▸ TRY IT
Scan the listing below for the word "between" and copy every line where it occurs.

-=-=-

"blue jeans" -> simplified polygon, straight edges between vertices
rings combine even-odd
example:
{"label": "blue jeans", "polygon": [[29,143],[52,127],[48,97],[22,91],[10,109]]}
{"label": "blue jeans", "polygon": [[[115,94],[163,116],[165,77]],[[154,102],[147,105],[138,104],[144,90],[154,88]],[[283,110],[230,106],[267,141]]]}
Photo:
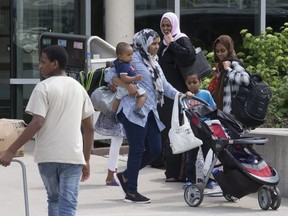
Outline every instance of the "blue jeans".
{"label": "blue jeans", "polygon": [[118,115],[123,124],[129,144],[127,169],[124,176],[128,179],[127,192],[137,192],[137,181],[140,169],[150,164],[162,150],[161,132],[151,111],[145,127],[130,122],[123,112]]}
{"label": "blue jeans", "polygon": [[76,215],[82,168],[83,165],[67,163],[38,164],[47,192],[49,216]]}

-=-=-

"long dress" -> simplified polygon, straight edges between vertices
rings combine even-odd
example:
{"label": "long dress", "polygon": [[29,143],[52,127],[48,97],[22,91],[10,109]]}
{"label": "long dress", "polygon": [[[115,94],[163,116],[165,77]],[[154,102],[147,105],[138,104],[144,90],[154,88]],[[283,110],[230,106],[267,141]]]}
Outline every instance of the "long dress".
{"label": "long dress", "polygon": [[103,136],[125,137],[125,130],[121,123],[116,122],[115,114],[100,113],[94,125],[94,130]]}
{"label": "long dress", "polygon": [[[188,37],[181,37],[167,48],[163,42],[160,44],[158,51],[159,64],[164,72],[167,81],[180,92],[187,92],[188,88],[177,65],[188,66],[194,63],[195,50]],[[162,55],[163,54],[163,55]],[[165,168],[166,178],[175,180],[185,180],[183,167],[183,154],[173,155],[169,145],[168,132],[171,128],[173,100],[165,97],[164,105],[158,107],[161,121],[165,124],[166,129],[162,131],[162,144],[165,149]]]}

-=-=-

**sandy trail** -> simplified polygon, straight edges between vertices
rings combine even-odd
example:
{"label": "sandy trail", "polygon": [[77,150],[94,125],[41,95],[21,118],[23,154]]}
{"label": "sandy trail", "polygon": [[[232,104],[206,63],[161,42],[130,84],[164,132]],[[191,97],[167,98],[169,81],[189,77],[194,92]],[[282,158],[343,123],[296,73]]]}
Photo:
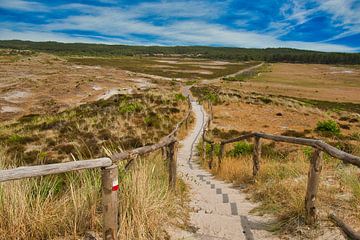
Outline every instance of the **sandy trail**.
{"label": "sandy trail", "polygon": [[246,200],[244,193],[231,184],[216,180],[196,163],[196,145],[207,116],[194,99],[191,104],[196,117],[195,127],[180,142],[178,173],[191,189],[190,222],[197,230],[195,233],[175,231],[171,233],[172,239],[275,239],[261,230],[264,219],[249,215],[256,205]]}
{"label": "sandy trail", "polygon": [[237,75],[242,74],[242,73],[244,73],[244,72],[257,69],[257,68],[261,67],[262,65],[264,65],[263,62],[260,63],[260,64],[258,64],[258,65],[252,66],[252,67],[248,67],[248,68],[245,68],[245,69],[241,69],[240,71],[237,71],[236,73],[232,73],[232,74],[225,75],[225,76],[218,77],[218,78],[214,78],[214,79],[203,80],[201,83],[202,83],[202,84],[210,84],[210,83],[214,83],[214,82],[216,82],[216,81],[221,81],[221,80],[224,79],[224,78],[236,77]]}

-=-=-

▸ TASK SOLUTION
"blue jeans" -> simplified polygon, straight edges between vertices
"long dress" -> simplified polygon, straight edges between vertices
**sandy trail** -> simplified polygon, straight edges between vertices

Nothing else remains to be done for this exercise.